• EXERCISE AIM: Please give the records again from the line that has "of the street" through the end, switching "Reviewer note" to "Checker note" and changing nothing else.

(Collected data)
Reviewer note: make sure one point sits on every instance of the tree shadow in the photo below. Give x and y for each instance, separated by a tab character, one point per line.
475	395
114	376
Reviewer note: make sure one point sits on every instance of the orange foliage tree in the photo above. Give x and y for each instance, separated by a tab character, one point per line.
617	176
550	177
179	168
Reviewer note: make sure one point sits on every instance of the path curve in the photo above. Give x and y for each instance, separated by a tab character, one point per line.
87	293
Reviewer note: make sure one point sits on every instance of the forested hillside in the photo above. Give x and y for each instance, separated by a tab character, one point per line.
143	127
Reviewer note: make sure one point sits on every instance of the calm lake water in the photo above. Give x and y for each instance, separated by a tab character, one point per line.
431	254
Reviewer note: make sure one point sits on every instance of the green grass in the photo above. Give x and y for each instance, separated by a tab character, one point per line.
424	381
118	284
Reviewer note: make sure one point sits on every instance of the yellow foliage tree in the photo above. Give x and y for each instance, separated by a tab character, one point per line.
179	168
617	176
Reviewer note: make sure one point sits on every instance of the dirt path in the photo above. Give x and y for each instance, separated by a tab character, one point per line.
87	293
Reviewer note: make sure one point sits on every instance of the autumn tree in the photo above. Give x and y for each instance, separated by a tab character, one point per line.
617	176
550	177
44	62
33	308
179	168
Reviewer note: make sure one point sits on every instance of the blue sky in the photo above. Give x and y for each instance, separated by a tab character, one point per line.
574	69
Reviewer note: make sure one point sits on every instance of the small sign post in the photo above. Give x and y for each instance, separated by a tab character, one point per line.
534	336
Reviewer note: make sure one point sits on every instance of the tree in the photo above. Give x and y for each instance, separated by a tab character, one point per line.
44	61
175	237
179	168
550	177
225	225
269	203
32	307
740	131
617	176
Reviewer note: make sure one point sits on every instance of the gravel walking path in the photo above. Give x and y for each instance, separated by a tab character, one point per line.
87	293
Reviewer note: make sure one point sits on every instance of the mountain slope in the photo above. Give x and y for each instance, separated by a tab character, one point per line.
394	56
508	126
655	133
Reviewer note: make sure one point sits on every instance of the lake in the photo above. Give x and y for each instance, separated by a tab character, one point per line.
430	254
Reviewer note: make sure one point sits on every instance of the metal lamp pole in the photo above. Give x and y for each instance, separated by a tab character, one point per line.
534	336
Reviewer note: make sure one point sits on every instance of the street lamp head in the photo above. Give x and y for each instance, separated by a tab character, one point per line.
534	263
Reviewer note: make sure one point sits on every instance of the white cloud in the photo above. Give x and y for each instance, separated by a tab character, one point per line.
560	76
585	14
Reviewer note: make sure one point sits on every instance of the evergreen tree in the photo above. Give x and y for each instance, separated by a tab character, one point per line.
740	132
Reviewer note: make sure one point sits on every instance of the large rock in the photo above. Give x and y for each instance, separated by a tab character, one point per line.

• FULL SOLUTION:
Checker note: make sure one point sits on every instance of the street lamp head in the photo above. Give x and y for each instance, separated by a tab character, one point per line.
534	263
Checker note: make sure one point sits on every instance of the white cloud in the photo above. Give x and y for each instance, separated by a tab character, one point per line.
560	76
585	14
Checker note: make sure one point sits on every instance of the evergreen tree in the photo above. Give x and y for each instance, separated by a tab character, one point per line.
740	132
Checker note: make sure one point sits on every instance of the large rock in the photo above. Give x and y for each instance, separated by a tab character, one point per line.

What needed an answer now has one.